■ Set problem
Below is some material; transcribe all of it exactly.
::::::::::
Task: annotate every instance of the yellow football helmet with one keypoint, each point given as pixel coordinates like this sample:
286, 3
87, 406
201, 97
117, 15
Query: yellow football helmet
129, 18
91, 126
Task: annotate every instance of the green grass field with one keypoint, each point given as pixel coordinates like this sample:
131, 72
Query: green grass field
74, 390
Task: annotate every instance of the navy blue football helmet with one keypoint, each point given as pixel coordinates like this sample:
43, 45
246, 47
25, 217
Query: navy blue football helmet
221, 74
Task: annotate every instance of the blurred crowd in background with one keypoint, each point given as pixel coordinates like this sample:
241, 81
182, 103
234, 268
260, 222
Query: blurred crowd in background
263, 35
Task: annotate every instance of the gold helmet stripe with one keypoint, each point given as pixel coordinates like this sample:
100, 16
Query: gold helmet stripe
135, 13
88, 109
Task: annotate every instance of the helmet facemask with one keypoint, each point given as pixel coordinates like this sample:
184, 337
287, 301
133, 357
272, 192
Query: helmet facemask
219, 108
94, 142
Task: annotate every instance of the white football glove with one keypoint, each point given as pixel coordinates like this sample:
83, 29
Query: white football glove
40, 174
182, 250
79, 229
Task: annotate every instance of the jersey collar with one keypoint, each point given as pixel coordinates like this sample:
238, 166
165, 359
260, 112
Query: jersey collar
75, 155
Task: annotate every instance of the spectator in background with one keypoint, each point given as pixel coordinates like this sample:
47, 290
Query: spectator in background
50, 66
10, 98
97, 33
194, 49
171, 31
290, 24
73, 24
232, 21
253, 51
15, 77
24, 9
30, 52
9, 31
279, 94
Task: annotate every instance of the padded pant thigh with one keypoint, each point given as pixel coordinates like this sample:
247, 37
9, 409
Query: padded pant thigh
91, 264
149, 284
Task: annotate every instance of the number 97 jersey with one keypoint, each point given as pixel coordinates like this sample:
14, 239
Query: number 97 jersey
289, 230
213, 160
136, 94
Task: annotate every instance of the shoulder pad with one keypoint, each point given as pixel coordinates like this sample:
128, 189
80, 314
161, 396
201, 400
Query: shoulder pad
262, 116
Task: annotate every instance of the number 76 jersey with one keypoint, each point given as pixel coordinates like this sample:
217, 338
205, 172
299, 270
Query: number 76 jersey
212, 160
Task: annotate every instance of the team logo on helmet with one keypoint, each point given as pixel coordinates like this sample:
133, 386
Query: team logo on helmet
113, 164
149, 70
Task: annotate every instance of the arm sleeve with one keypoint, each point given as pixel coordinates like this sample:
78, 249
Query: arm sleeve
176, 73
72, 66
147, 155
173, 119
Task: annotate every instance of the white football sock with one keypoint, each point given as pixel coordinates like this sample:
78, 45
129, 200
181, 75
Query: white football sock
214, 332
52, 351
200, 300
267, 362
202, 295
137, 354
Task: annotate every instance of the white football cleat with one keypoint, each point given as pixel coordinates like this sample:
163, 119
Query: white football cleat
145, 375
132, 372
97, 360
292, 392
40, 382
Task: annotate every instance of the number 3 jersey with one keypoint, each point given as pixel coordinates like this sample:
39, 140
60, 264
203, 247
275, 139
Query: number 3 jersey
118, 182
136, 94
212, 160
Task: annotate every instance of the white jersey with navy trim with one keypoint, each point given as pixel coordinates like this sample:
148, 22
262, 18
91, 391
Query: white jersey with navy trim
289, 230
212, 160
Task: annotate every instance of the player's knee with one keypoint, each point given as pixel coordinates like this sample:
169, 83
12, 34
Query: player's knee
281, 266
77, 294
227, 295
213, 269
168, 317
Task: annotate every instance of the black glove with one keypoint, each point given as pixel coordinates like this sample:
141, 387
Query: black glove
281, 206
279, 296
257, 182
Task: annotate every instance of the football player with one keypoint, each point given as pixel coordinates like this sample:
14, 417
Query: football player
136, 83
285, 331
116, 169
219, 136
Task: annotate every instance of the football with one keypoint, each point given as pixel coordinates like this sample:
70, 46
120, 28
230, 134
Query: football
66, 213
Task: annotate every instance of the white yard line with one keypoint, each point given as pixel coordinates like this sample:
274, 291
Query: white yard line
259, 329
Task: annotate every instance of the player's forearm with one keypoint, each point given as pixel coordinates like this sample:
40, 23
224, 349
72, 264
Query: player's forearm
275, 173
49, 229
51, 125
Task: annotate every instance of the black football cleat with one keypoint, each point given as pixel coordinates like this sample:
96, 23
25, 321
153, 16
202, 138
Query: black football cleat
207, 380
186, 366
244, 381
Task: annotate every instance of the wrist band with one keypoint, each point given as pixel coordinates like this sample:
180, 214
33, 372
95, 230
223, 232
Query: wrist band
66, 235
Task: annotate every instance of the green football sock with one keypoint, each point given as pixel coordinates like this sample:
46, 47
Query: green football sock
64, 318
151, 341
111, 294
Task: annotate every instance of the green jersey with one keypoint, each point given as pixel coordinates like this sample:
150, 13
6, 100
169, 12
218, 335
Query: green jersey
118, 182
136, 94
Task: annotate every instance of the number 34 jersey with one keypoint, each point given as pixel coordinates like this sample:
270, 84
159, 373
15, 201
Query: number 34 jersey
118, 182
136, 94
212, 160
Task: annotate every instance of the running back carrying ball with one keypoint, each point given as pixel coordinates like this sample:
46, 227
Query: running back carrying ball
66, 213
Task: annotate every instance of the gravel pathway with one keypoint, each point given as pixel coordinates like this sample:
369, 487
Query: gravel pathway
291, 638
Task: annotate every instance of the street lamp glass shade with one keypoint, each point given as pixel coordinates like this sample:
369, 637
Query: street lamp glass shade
::::::::::
■ Answer below
Task: annotate every instance of the yellow football helmet with one keypoint, each point given as pixel coordinates like this sample:
286, 3
87, 406
201, 97
117, 15
Query: yellow football helmet
129, 18
91, 126
Task: annotate every instance of the green grass field with one keypoint, each point given as pixel coordinates like this sample:
131, 72
Query: green grass field
74, 390
Task: annotate every instance of the navy blue football helmet with one keypoint, each point given as pixel coordinates like this sample:
43, 45
246, 47
25, 217
Query: navy blue football helmet
221, 74
Task: annotate every instance of the blurred crowd in background with one keypoint, each point given as pixel coordinates like this sample:
241, 81
182, 103
234, 268
260, 222
Query: blurred crowd in background
263, 35
Task: annotate every instance of the gold helmet stripe with one keypoint, each point given as pixel coordinates like this sample:
100, 16
Query: gold helmet stripe
135, 13
88, 109
Task: annotate every instance of the helmet facemask with one keypoint, each point given as pixel coordinates like this sample:
184, 337
287, 301
133, 357
272, 192
Query: helmet facemask
219, 108
94, 142
Task: annotate every instance of the white football glove with one keypoint, each point given as pixel coordinates like this sample:
83, 29
Query: white football glove
40, 174
182, 250
79, 229
Task: annotate every instance of the jersey collar with one keypoint, each point given as pixel coordinates like this sample:
238, 166
165, 359
260, 112
Query: jersey collar
75, 155
Task: annotate every instance of the spectator in background with one keypoint, each point given as pixel coordinates like this sample:
47, 290
Query: spectator in background
50, 66
10, 98
97, 33
194, 49
171, 31
290, 24
73, 24
232, 21
253, 51
15, 77
24, 9
30, 52
9, 31
279, 94
Task: annotate every instance of the padded pant thigh with one keypoint, each point given as pixel coordinates like this sample:
247, 37
9, 409
Query: padded pant thigh
91, 264
149, 284
Task: annotate every instance of the number 97 jersey with one keypoint, each point given as pixel coordinates like this sample:
14, 239
Query: number 97 jersey
289, 230
213, 160
136, 94
Task: annotate every instance of the shoulder pad with one keypoint, each point given as pixel coordinates like this sample:
128, 189
80, 314
161, 396
201, 400
Query: shoulder pad
262, 116
Task: annotate every instance of the number 76 jersey with one keypoint, each point given as pixel coordinates like this sample:
217, 338
205, 172
299, 270
Query: number 76 jersey
212, 160
Task: annotate every instance of the team logo on helmet with one keypoint, each point given as pixel coordinates like this sample:
133, 386
Query: team logo on helmet
113, 164
149, 70
Task: annotate every instance of the arm sleeve with one keypoint, each point given as pixel coordinates like this sample:
78, 249
Query: arm sleeve
176, 73
72, 66
147, 155
173, 119
Task: annotate every instance of the white football sock with one keypoint, each point given as pixel coordinates like this sample:
78, 45
129, 200
181, 75
Query: white football sock
214, 332
52, 351
200, 300
267, 362
202, 295
137, 354
Task: annotate every instance of the white football cleat with one keypoint, each point given as pixel coordinates like this sample:
163, 119
Query: white football cleat
145, 375
132, 372
97, 360
292, 392
40, 382
Task: annotate every instance of the number 3 jersey with one keypoint, each point given as pixel coordinates like this sample:
39, 140
60, 264
203, 247
275, 139
Query: number 3 jersey
118, 182
136, 94
212, 160
Task: annotate every instance of the white jersey with navy trim with one keypoint, each point given as pixel coordinates like this sample:
148, 22
262, 18
91, 391
Query: white jersey with navy trim
289, 230
212, 160
Task: annotate every instance of the player's knee with one keypoint, each point given as pixel coordinates like this sample:
169, 83
12, 34
Query: player's knee
281, 266
77, 294
227, 295
213, 269
168, 317
Task: annotate every instance of the black glove with one keypoint, each point given as pixel coordinates like this sample:
141, 387
Query: black glove
281, 206
279, 296
257, 182
Task: annotate every instance of the football player with one keypoint, each point given as pixel coordinates like this sample:
14, 417
Query: football player
136, 83
285, 331
116, 169
219, 136
Task: annotate every instance of the football with one keypoint, each point given as pixel coordinates like this sample:
70, 46
120, 28
230, 134
Query: football
66, 213
Task: annotate every instance of the white yard line with one keypoint, each point given as pixel coordinates like this sample:
274, 291
Query: white yard line
259, 329
Task: annotate every instance of the player's forearm with one keypoint, each point given as pixel coordinates like this sample:
40, 23
224, 349
72, 264
Query: player's forearm
275, 173
49, 229
51, 125
Task: annotate every instance of the black football cleat with one keypoint, each point given as pixel coordinates like this sample:
96, 23
25, 321
153, 16
202, 138
Query: black football cleat
207, 380
186, 366
244, 381
Task: annotate every instance of the wrist band with one keypoint, each point given as pixel coordinates like this sample:
180, 214
33, 372
95, 230
223, 232
Query: wrist band
66, 235
Task: annotate every instance of the green football sock with one keypoint, each point given as pixel coordinates like this sample:
46, 47
Query: green football sock
64, 318
151, 341
111, 294
Task: annotate every instance of the green jersey with one keypoint, each point given as pixel coordinates like this sample:
150, 13
6, 100
169, 12
218, 335
Query: green jersey
118, 182
136, 94
Task: annotate every instance of the number 34 jersey with one keypoint, each point given as pixel coordinates like this sample:
270, 84
159, 373
15, 201
Query: number 34 jersey
118, 182
136, 94
212, 160
Task: annotate every instance of the running back carrying ball with one keypoint, each point given as pixel coordinates like this sample:
46, 227
Query: running back carrying ball
66, 213
Task: annotate every instance of the gravel pathway with one keypoint, each point given as pixel coordinates like this sample:
369, 487
Query: gravel pathway
291, 638
Task: annotate every instance of the street lamp glass shade with one keypoint, each point given as pixel coordinates like this sample:
369, 637
Query: street lamp glass shade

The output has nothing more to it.